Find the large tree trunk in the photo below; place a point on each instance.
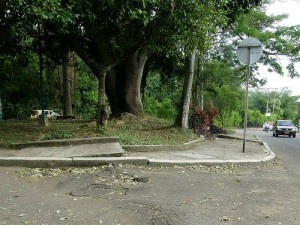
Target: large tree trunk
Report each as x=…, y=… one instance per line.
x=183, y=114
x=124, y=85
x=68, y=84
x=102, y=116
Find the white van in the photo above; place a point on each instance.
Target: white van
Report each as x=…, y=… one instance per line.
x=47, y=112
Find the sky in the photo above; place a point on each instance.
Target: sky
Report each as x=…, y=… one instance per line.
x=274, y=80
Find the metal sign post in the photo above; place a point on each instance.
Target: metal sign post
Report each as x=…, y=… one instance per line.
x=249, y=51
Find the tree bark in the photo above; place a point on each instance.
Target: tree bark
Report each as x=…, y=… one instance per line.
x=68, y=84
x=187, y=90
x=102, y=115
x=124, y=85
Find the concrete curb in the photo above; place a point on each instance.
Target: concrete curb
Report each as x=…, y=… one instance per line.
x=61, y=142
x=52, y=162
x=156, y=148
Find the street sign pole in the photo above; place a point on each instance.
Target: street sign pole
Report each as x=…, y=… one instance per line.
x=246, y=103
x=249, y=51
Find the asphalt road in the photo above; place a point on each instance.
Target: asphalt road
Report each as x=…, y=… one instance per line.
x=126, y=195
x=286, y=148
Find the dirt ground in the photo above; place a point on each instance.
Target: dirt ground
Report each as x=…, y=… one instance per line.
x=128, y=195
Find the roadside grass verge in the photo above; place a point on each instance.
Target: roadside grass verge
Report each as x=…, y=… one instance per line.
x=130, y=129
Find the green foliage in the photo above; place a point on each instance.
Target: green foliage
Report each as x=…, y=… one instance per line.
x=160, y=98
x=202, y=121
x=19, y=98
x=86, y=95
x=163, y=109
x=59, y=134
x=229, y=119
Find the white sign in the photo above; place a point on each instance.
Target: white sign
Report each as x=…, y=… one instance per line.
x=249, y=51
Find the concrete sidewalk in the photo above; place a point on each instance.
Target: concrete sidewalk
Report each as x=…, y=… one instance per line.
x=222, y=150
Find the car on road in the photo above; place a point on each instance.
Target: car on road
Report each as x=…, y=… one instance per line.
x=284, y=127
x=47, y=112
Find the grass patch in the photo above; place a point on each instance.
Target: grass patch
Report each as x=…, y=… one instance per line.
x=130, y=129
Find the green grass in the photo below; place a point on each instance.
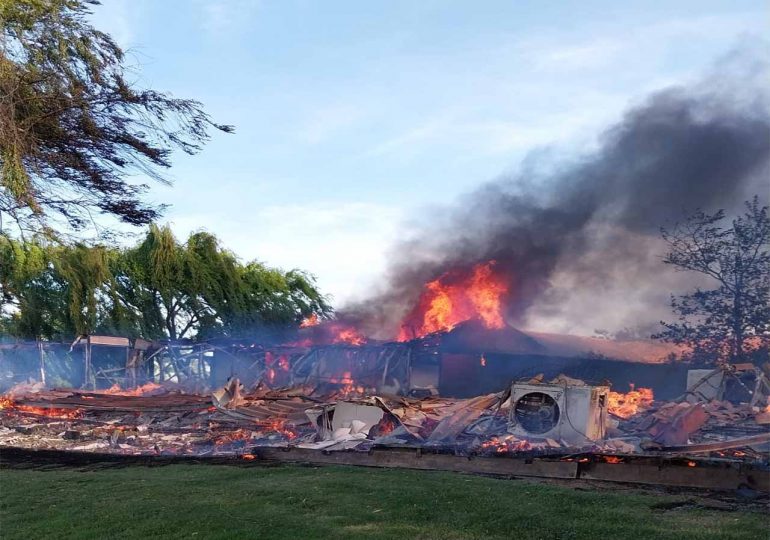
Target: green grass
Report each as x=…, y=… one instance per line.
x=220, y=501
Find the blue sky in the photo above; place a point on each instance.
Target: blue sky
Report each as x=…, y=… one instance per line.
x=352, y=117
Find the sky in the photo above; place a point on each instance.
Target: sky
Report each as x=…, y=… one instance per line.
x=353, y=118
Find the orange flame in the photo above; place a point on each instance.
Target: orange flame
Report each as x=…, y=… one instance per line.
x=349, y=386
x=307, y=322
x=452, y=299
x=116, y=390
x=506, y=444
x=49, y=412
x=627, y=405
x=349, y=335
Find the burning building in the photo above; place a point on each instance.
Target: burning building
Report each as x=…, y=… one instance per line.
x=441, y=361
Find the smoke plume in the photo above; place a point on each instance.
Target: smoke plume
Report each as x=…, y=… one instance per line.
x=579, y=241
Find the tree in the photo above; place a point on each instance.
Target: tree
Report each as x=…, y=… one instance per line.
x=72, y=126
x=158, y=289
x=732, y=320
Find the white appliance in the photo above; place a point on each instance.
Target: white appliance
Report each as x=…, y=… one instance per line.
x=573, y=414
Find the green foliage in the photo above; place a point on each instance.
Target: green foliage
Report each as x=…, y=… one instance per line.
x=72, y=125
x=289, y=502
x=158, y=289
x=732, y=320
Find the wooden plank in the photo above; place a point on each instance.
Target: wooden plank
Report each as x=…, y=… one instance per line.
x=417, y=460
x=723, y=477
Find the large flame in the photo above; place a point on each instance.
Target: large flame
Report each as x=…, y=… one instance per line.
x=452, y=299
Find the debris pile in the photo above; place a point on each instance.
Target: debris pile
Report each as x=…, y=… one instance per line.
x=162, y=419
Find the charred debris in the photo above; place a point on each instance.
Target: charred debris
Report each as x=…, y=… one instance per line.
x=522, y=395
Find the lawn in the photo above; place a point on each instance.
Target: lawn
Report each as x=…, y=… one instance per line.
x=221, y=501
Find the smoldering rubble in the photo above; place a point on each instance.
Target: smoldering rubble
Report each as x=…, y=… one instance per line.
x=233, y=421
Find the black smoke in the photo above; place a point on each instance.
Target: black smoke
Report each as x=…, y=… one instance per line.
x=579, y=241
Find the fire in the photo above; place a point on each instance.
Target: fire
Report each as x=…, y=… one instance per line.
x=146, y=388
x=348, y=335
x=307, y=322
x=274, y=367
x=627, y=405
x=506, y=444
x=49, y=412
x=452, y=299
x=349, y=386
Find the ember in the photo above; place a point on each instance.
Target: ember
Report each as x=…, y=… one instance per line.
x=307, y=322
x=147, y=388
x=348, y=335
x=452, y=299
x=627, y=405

****************************************

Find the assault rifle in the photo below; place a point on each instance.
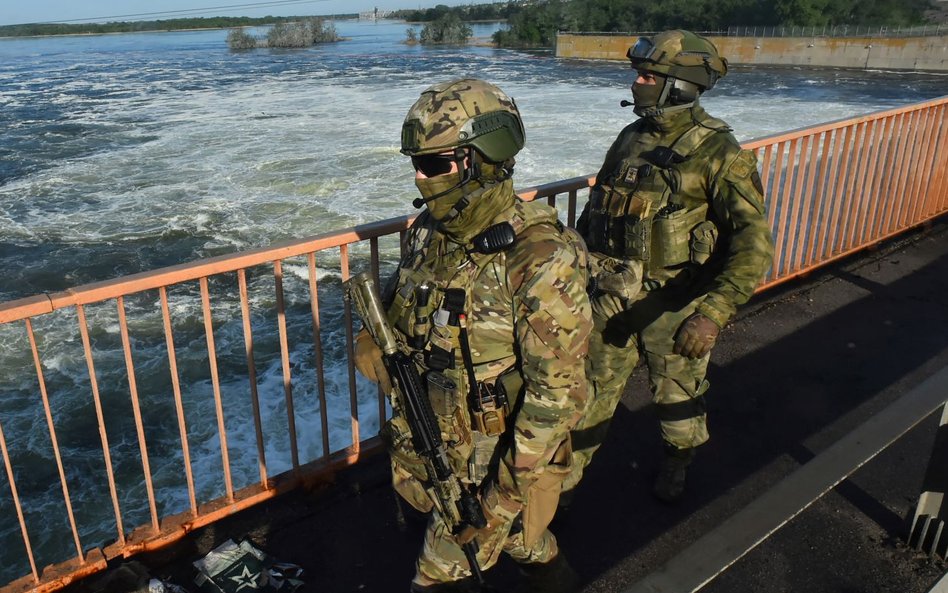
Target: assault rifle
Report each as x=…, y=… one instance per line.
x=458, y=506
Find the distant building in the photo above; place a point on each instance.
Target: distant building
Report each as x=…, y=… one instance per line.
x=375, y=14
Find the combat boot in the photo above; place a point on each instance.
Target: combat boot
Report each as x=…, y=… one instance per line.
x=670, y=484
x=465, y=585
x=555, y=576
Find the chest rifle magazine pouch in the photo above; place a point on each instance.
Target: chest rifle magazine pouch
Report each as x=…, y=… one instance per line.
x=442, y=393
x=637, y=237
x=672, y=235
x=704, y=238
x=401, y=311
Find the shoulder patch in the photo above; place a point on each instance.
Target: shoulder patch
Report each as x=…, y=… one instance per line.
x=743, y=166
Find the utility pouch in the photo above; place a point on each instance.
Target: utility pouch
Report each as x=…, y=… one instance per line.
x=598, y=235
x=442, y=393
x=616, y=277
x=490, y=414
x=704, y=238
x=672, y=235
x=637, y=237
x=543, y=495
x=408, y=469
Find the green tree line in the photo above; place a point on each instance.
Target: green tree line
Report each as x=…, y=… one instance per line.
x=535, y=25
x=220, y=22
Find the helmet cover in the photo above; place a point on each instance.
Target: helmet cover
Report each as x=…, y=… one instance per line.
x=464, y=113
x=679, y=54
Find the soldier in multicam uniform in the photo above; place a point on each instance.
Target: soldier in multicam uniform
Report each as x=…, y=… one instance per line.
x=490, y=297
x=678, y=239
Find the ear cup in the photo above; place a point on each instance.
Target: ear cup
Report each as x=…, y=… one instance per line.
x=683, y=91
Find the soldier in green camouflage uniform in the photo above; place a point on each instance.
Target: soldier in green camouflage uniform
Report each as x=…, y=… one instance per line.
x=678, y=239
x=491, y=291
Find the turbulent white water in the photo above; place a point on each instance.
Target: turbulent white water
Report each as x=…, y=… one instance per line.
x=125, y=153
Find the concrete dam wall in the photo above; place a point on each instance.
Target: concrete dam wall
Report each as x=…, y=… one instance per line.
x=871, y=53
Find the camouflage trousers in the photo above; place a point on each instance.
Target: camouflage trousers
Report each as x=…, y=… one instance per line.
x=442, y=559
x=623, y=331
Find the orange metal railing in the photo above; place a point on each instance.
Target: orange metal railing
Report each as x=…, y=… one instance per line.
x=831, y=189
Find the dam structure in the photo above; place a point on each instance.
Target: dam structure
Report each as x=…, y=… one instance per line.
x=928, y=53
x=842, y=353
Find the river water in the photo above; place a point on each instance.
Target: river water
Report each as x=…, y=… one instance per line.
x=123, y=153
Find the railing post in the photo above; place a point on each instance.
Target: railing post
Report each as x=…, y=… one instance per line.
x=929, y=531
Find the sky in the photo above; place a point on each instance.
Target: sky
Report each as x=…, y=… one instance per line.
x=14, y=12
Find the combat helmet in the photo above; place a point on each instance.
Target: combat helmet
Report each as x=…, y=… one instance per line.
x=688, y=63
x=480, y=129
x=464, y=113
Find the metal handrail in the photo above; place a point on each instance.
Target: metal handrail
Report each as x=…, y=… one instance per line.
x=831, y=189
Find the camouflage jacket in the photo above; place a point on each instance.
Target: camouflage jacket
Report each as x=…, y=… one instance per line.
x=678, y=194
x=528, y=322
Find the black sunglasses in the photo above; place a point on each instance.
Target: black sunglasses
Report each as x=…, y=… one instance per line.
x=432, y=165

****************************************

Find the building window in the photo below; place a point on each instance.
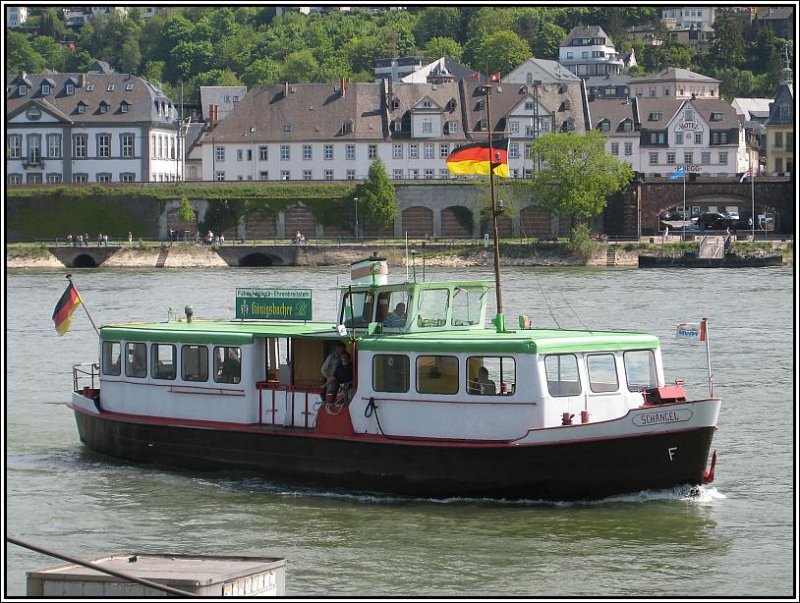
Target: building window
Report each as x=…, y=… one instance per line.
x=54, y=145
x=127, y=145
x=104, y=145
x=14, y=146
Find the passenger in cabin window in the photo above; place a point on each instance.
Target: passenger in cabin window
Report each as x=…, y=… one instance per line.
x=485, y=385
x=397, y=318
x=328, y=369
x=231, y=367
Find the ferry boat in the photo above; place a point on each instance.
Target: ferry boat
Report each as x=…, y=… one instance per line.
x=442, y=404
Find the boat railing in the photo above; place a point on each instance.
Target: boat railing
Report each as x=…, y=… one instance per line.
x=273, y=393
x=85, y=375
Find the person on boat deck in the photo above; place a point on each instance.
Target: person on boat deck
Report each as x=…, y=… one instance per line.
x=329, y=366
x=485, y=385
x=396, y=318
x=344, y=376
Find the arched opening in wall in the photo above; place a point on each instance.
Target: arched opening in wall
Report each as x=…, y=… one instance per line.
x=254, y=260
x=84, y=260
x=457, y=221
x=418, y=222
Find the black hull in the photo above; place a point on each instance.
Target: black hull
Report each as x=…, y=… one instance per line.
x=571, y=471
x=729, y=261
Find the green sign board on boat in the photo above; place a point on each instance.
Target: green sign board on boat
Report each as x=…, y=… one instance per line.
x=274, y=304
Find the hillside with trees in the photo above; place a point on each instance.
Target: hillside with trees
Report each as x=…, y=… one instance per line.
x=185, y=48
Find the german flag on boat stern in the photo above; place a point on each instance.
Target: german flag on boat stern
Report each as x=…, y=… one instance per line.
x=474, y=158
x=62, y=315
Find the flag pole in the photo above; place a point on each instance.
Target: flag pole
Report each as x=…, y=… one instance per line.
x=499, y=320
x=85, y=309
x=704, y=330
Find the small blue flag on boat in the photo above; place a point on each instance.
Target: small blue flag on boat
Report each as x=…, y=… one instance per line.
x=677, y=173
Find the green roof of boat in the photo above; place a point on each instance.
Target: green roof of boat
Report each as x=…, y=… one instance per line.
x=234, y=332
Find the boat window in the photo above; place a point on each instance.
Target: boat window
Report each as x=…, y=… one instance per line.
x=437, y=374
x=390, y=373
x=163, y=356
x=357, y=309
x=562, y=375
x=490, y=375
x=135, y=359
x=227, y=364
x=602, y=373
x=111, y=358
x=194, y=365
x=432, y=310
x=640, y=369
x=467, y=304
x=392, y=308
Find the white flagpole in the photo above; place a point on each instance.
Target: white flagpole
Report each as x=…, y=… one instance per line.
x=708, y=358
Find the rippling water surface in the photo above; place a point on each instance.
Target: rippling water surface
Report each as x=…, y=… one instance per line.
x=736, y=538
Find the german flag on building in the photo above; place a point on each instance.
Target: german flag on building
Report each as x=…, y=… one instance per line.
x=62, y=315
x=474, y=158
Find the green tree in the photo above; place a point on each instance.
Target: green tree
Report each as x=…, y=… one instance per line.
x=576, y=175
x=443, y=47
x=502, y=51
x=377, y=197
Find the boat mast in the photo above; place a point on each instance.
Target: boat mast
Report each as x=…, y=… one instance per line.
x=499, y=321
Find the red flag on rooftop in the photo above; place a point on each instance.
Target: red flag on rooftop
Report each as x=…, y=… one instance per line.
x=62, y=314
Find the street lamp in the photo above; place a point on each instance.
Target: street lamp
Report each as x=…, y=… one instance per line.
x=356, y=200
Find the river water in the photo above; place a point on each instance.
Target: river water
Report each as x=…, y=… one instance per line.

****************************************

→ **WHAT IS EXPECTED**
Where a line in the records above contains the string "grass", return that line.

→ **RESULT FOR THIS EXERCISE**
Find the roadside grass verge in the photo above; place a point on each instance.
Target: roadside grass verge
Find the grass patch in the photo above; place a point on each instance.
Target: grass patch
Find the green grass in the photo below; place a point on each instance.
Target: green grass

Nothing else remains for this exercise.